(Dataset items)
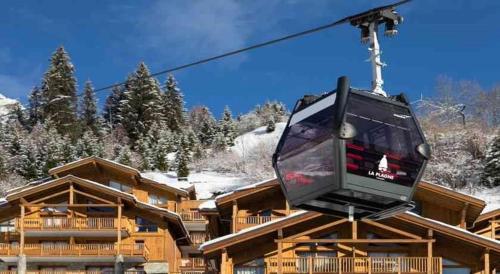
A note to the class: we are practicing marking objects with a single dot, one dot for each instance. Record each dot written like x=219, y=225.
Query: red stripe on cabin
x=356, y=147
x=352, y=166
x=354, y=156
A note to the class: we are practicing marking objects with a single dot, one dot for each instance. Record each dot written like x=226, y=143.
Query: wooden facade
x=432, y=239
x=95, y=216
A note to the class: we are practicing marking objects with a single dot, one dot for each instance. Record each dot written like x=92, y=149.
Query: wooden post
x=21, y=247
x=430, y=234
x=119, y=222
x=235, y=216
x=310, y=262
x=463, y=215
x=280, y=252
x=486, y=259
x=223, y=265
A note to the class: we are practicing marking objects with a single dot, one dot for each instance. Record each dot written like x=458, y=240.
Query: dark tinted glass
x=306, y=157
x=386, y=141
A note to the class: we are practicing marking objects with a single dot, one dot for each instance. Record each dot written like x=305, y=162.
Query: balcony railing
x=249, y=221
x=191, y=215
x=192, y=263
x=356, y=265
x=65, y=223
x=59, y=250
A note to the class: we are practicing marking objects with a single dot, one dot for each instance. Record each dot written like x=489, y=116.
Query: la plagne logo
x=383, y=170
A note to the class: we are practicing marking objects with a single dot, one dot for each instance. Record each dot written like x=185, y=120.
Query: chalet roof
x=303, y=216
x=32, y=189
x=246, y=190
x=64, y=169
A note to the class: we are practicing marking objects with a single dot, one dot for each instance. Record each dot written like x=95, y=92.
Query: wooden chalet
x=253, y=230
x=98, y=216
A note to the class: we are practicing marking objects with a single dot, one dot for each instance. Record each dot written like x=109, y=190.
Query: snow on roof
x=259, y=136
x=246, y=230
x=490, y=195
x=453, y=228
x=246, y=187
x=208, y=205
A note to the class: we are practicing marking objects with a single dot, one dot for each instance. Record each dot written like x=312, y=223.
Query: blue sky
x=107, y=39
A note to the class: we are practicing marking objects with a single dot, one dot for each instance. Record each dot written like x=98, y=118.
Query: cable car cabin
x=351, y=151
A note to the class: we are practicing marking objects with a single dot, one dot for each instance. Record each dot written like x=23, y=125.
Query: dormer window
x=157, y=199
x=120, y=186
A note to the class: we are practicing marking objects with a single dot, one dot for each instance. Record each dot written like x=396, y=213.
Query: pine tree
x=59, y=93
x=35, y=106
x=124, y=156
x=173, y=105
x=141, y=106
x=228, y=127
x=182, y=160
x=88, y=110
x=491, y=173
x=111, y=112
x=89, y=145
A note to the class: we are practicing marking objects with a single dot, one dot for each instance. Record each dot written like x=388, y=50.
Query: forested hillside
x=145, y=124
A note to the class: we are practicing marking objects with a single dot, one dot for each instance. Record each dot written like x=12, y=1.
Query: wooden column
x=21, y=242
x=119, y=225
x=463, y=215
x=430, y=234
x=486, y=260
x=280, y=252
x=223, y=264
x=235, y=216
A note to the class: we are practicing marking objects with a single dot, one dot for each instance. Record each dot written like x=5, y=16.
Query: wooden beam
x=94, y=197
x=234, y=216
x=280, y=252
x=392, y=229
x=486, y=260
x=354, y=230
x=358, y=241
x=21, y=247
x=48, y=197
x=463, y=215
x=316, y=229
x=68, y=205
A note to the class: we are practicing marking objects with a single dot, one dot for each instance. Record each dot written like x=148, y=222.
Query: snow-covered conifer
x=59, y=93
x=491, y=173
x=141, y=106
x=173, y=105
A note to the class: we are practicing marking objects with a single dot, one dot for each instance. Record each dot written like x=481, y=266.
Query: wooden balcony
x=192, y=263
x=50, y=226
x=356, y=265
x=76, y=250
x=191, y=216
x=249, y=221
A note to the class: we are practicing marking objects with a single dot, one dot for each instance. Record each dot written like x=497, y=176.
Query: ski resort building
x=98, y=216
x=254, y=231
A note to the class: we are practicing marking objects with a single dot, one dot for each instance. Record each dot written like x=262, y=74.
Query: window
x=384, y=147
x=157, y=199
x=7, y=226
x=52, y=270
x=120, y=186
x=92, y=209
x=143, y=225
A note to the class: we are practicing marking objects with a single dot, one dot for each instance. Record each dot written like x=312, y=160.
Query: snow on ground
x=490, y=195
x=249, y=141
x=6, y=104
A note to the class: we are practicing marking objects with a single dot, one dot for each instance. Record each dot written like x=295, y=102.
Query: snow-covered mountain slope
x=7, y=104
x=258, y=137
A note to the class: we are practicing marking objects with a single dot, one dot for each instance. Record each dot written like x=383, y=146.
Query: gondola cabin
x=351, y=152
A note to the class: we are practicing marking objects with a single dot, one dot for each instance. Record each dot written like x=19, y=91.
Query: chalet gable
x=102, y=171
x=72, y=191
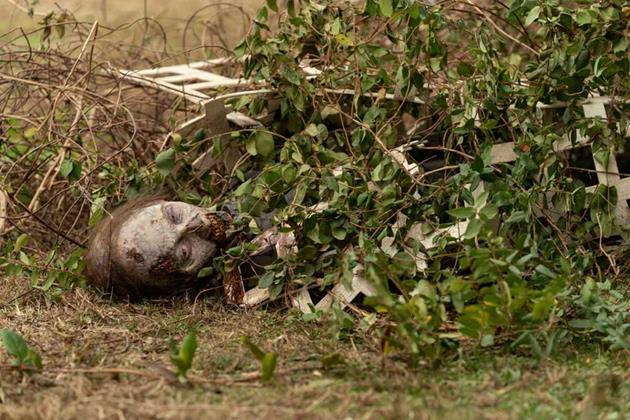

Directive
Output every row above line for line, without any changes, and omit the pictures.

Complete answer
A note to the class: we are practicing marking objects with a single dot, one dot for each instance. Record each dot written like x=219, y=225.
Query: red stripe on cabin
x=356, y=147
x=352, y=166
x=354, y=156
A note to the class: we are practicing marking objects with a single dot, one dot for each instance. Record each dot written like x=226, y=143.
Query: wooden facade
x=432, y=239
x=95, y=216
A note to the class: we are practicing marking objects with a single dot, one dot for each instance. Record each dot written like x=92, y=149.
Query: wooden post
x=21, y=247
x=430, y=234
x=119, y=222
x=235, y=216
x=310, y=262
x=463, y=215
x=280, y=252
x=486, y=259
x=223, y=265
A note to the class: we are practicing marking objects with a single dot, one dot for each instance. Record each dot written like x=458, y=240.
Query: dark tinted glass
x=306, y=157
x=386, y=141
A note to the class: we are practicing marking objects with a single dot, one dot for each instance. Record each dot written like x=305, y=162.
Query: balcony railing
x=249, y=221
x=191, y=215
x=192, y=263
x=356, y=265
x=65, y=223
x=59, y=250
A note to the class: we are practicing marking objects with a single dot, one dot for each instance. Record each dot written like x=489, y=116.
Query: la plagne logo
x=383, y=170
A note to the class: we are practicing marking objects with a single dot, one dot for each instance. Record each dot written like x=185, y=120.
Query: chalet roof
x=303, y=216
x=32, y=189
x=246, y=190
x=64, y=169
A note to the class: we are practicing marking objects with a single dot, one dot for each instance. Record each dot written like x=95, y=92.
Query: wooden chalet
x=253, y=230
x=98, y=216
A note to the class: we are practicing marking objects with a single dot, one dot for each instance. Record each dot written like x=109, y=190.
Query: snow on roof
x=259, y=136
x=246, y=230
x=490, y=195
x=453, y=228
x=246, y=187
x=208, y=205
A note to the class: we are practicing marking objects with a single dot, one dot for each instance. Record each dot written like x=312, y=223.
Query: blue sky
x=107, y=39
A note to the class: we are practicing marking objects with a single dot, one dot for each instance. Record each dot written like x=98, y=118.
Query: cable car cabin
x=351, y=151
A note to the class: we are practicing marking objects with a single dot, one dot for each instance. Record each dot written like x=23, y=125.
Query: dormer window
x=157, y=199
x=120, y=186
A note to the class: we are practicing marking objects with a single dot, one dot for each instance. Record each dot written like x=396, y=213.
Query: pine tree
x=59, y=93
x=35, y=106
x=124, y=156
x=173, y=105
x=141, y=106
x=228, y=127
x=182, y=160
x=88, y=110
x=491, y=173
x=111, y=112
x=89, y=145
A note to the class: we are practicing marking objects with a single dot, one dot for each instance. Record each dot written like x=388, y=50.
Query: forested hillside
x=145, y=124
A note to the class: we are practicing marking objects with a single dot, one dot for each instance. Record each dot written like x=12, y=1.
Query: wooden column
x=21, y=242
x=119, y=225
x=463, y=215
x=430, y=234
x=486, y=260
x=280, y=252
x=223, y=264
x=235, y=216
A note to the class: we are practicing marking objects with a single dot, one dot for each instance. Record each dot written like x=5, y=16.
Query: wooden beam
x=94, y=197
x=234, y=216
x=280, y=252
x=392, y=229
x=486, y=260
x=354, y=230
x=358, y=241
x=21, y=247
x=48, y=197
x=463, y=215
x=316, y=229
x=68, y=205
A note to the class: we are practicing marking objects with a single dot, one dot for each instance. Record each dot written like x=148, y=222.
Query: snow-covered conifer
x=59, y=93
x=491, y=173
x=141, y=106
x=173, y=105
A note to the class: we are practicing marking objects with a single dot, one dot for each instance. Record each dot written like x=481, y=266.
Query: wooden balcony
x=192, y=263
x=50, y=226
x=356, y=265
x=76, y=250
x=191, y=216
x=249, y=221
A note to the class: we are practicing marking objects with a single dot, one dot for each instance. Record each dot written like x=497, y=176.
Query: ski resort building
x=98, y=216
x=254, y=231
A note to the class: we are practicing marking objects with a single dot, one dot for each instance. Record each dot written like x=262, y=74.
Query: window
x=384, y=147
x=157, y=199
x=7, y=226
x=52, y=270
x=120, y=186
x=92, y=209
x=143, y=225
A note to the class: we are practicing marking objects with a single dot, one dot for each instance. Record each dot written like x=312, y=160.
Query: snow on ground
x=490, y=195
x=249, y=141
x=6, y=104
A note to the class: we are practicing marking objects with a single dot, one dot for each instance. Record each dot written like x=295, y=102.
Query: snow-covered mountain slope
x=7, y=104
x=258, y=137
A note to the class: we are practicing marking objects with a single dot, one dot for each instance. Record each dot written like x=383, y=146.
Query: gondola cabin
x=351, y=152
A note to the class: we are practicing marking objects with a single dot, one dot for each instance. Record each dot written like x=19, y=91.
Query: chalet gable
x=102, y=171
x=72, y=191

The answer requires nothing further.